Required actions:
1. Answer these questions from the text on phone addiction, one line each.
(a) Where is Camp Grounded located?
(b) Which app does Greenfield suggest as an example for recording phone time?
(c) In which country are Internet-hooked teens often sent to boot camps?
2. List every rule Archer gives in the quotation in the text on phone addiction that begins "Stop texting while you're driving."

*** Exercise text ***

Plus, constantly receiving tons of likes on your tweets or Instagram photos creates this feeling of self-importance that just isn’t real.
“That feeling you’re going to miss something if you’re not constantly checking is an illusion — most parts of our lives are not relevant to our smartphones,” Greenfield said. “What happens on our devices is not reflective of what happens in real life.”
Digital detox programs, like Camp Grounded in northern California, ban electronic devices in the hopes that a true unplugging will help cure technology addiction. Guests at Camp Grounded participate in activities like archery, sing-a-longs, and meditative breathing workshops, all without the constant influence of a smartphone or other device.
In China, Internet-hooked teens are often sent to boot camps where they undergo intense military-style training designed to break their addiction.
But both Greenfield and Archer say that curing nomophobia doesn’t always require such extreme measures.
Greenfield suggests downloading an app, like Menthal, that records just how much time you’re spending on your phone each day. A huge amount of people lose track of time and space when they’re on their devices, which affects the brain in a way similar to the way a drug would.
And Archer says it’s important to create guidelines for when it’s appropriate to use your phone — for making a phone call, for instance — and when it’s not.
“Stop texting while you’re driving. Don’t take it into the bathroom with you. Have a rule not to use your phone when you’re with your friends. If you’re on a date, make a rule that you’ll both check your phone for a maximum of 5 minutes every 90 minutes,” Archer said. “It’s all about setting simple rules that you can follow.”

*** End of Exercise text ***
*** Listed records ***

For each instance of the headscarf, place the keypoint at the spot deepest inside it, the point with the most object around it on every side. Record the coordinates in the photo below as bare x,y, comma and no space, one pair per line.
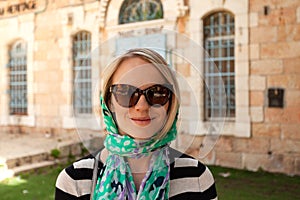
116,180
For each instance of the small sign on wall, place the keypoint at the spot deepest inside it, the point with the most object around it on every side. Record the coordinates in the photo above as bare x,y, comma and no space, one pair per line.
276,97
15,8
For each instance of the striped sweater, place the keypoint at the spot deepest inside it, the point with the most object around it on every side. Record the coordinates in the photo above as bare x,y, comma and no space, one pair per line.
189,179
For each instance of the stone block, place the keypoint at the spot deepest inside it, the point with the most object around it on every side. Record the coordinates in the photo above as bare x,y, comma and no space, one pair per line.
281,163
253,19
254,162
280,50
184,69
292,98
263,34
291,66
289,33
257,83
291,131
254,53
280,146
257,98
270,130
224,144
242,52
229,159
266,67
209,159
274,115
276,17
257,114
258,5
288,115
253,145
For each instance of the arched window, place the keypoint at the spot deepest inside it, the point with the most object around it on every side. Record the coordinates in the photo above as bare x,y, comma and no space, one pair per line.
219,44
82,73
140,10
18,78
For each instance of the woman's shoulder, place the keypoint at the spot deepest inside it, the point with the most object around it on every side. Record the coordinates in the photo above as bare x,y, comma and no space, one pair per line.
76,179
189,177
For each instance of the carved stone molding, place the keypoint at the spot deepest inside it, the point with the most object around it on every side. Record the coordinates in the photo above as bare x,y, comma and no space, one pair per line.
181,10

*** End of Listed records ***

Solutions to the exercise:
1.
(a) Northern California
(b) Menthal
(c) China

2.
- Stop texting while you're driving.
- Don't take your phone into the bathroom with you.
- Have a rule not to use your phone when you're with your friends.
- On a date, make a rule that you'll both check your phone for a maximum of 5 minutes every 90 minutes.